__TEXT BLOCK__.
#####
[slurm-users] Kinda Off-Topic: data management for Slurm clusters

Ansgar Esztermann-Kirchner aeszter at mpibpc.mpg.de
Tue Feb 26 08:36:28 UTC 2019


I'd like to share our set-up as well, even though it's very
specialized and thus probably won't work in most places. However, it's
also very efficient in terms of budget when it does.

Our users don't usually have shared data sets, so we don't need high
bandwidth at any particular point -- the aggregate bandwidth is what's
All our users' computers are equipped with large disks (typically
4x10TB on new installations), formatted as mdraid 5 (no additional
cost for a controller, plus almost unlimited recovery options in case
of multi-disk failure) with XFS[1]. So, in effect, every user has
their own NFS server. These have a VLAN interface into the internal cluster 
network, and the cluster nodes mount the user homes via autofs.

This provides sufficient bandwidth in most cases, but we have local
scratch as well (just a smallish SSD per node that's also used for
stateful provisioning), and some users resort to that since copying
everythin in one go up front is usually faster than accessing a lot of
files via NFS.


[1] Back when I tested it in 2006, XFS provided by far the best
performance for our application: multiple nodes appending to large
files via NFS. That's actually not that surprising given that XFS was
developed with video processing in mind.
Ansgar Esztermann
Sysadmin Dep. Theoretical and Computational Biophysics
#####
__DIRECTIONS FOR THIS TASK__.
Return the passage of the Slurm data-management post starting with "I'd like to" and going on through "homes via autofs.", copied word for word.
#####
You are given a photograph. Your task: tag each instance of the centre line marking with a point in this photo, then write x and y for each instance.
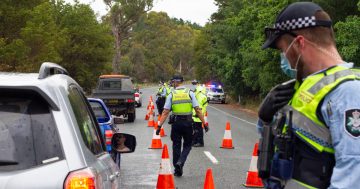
(211, 157)
(232, 115)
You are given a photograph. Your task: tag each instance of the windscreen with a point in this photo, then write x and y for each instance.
(28, 134)
(98, 109)
(112, 85)
(217, 90)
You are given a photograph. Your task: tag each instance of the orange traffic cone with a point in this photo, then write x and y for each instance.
(227, 140)
(156, 141)
(152, 105)
(252, 177)
(209, 181)
(165, 178)
(162, 132)
(151, 122)
(147, 116)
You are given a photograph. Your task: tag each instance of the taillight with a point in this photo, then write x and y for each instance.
(82, 179)
(108, 136)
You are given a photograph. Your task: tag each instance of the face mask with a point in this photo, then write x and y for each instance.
(285, 66)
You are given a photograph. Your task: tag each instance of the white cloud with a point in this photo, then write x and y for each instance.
(198, 11)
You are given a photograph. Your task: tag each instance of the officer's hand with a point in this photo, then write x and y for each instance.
(206, 128)
(278, 97)
(158, 130)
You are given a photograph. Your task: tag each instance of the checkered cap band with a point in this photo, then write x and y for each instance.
(296, 23)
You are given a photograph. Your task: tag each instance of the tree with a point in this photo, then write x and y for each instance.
(87, 52)
(123, 15)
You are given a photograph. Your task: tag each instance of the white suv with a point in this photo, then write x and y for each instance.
(49, 136)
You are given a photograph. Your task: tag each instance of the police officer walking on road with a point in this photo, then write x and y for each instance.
(161, 96)
(181, 102)
(198, 140)
(316, 129)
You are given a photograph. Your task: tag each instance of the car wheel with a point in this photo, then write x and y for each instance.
(131, 117)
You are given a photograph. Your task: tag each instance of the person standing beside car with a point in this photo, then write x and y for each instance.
(198, 139)
(161, 97)
(181, 102)
(316, 125)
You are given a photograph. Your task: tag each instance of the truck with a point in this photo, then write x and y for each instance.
(117, 92)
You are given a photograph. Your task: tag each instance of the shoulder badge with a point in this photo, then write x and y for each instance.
(352, 122)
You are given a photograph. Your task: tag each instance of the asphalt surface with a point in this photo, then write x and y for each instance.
(140, 169)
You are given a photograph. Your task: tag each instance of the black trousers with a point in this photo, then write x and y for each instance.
(160, 102)
(198, 133)
(181, 130)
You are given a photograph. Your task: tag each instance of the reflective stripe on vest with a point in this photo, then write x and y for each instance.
(161, 89)
(202, 99)
(306, 128)
(294, 184)
(168, 90)
(307, 98)
(181, 102)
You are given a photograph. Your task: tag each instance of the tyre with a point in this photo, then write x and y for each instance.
(131, 117)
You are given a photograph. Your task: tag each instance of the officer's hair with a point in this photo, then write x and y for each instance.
(322, 36)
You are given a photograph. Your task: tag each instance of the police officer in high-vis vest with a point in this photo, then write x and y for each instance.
(198, 140)
(181, 102)
(160, 97)
(311, 127)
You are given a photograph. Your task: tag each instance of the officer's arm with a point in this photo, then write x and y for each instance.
(199, 114)
(164, 115)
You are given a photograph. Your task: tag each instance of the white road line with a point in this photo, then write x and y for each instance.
(211, 157)
(232, 115)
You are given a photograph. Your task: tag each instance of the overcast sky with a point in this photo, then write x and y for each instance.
(198, 11)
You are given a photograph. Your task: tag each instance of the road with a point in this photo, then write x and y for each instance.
(140, 169)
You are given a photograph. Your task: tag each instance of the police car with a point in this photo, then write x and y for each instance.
(215, 93)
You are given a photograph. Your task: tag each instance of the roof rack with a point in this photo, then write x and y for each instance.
(47, 69)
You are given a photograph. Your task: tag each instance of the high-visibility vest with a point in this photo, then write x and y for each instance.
(305, 123)
(181, 103)
(168, 90)
(202, 100)
(160, 91)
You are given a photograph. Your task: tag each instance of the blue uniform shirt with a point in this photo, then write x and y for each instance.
(337, 105)
(163, 94)
(341, 111)
(169, 99)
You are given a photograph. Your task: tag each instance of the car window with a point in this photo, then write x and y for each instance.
(28, 133)
(216, 90)
(86, 123)
(127, 84)
(111, 85)
(98, 109)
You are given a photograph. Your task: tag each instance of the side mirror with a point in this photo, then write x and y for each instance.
(123, 143)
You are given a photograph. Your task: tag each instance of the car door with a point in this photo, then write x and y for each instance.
(90, 134)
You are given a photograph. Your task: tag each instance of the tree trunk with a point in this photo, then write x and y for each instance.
(117, 54)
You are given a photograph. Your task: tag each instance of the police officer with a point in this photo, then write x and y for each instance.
(195, 83)
(161, 96)
(316, 130)
(198, 140)
(180, 101)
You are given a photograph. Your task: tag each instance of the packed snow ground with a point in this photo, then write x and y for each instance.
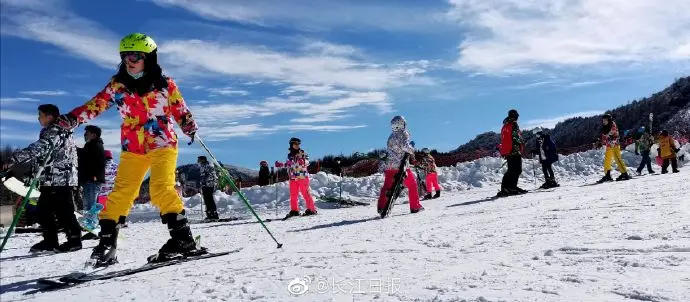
(622, 241)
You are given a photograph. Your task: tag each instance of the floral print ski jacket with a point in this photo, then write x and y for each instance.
(297, 164)
(147, 120)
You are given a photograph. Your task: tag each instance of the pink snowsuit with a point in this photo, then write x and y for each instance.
(398, 145)
(296, 165)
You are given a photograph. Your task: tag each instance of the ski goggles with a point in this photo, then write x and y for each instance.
(133, 57)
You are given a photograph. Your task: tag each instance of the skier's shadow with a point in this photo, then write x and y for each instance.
(472, 202)
(336, 224)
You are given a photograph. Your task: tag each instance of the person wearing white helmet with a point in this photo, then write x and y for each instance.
(398, 145)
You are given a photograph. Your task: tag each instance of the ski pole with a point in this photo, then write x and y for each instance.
(32, 186)
(232, 185)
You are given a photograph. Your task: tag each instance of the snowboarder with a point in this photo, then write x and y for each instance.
(512, 147)
(148, 102)
(264, 173)
(643, 147)
(398, 144)
(428, 164)
(296, 165)
(610, 138)
(91, 166)
(57, 182)
(548, 154)
(209, 180)
(667, 150)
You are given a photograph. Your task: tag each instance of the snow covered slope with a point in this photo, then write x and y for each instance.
(481, 173)
(621, 241)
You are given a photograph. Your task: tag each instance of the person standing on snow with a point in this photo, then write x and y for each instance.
(428, 164)
(149, 104)
(208, 181)
(610, 139)
(643, 147)
(296, 165)
(511, 148)
(548, 154)
(667, 150)
(264, 173)
(57, 182)
(399, 144)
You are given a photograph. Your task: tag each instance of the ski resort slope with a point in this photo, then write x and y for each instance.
(620, 241)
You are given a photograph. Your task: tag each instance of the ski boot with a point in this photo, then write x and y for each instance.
(292, 213)
(606, 178)
(73, 244)
(104, 253)
(309, 212)
(181, 242)
(623, 176)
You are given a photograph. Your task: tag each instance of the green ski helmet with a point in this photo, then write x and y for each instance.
#####
__ANSWER TO THE PROBLEM__.
I'd like to share our set-up as well, even though it's very
specialized and thus probably won't work in most places. However, it's
also very efficient in terms of budget when it does.

Our users don't usually have shared data sets, so we don't need high
bandwidth at any particular point -- the aggregate bandwidth is what's
All our users' computers are equipped with large disks (typically
4x10TB on new installations), formatted as mdraid 5 (no additional
cost for a controller, plus almost unlimited recovery options in case
of multi-disk failure) with XFS[1]. So, in effect, every user has
their own NFS server. These have a VLAN interface into the internal cluster 
network, and the cluster nodes mount the user homes via autofs.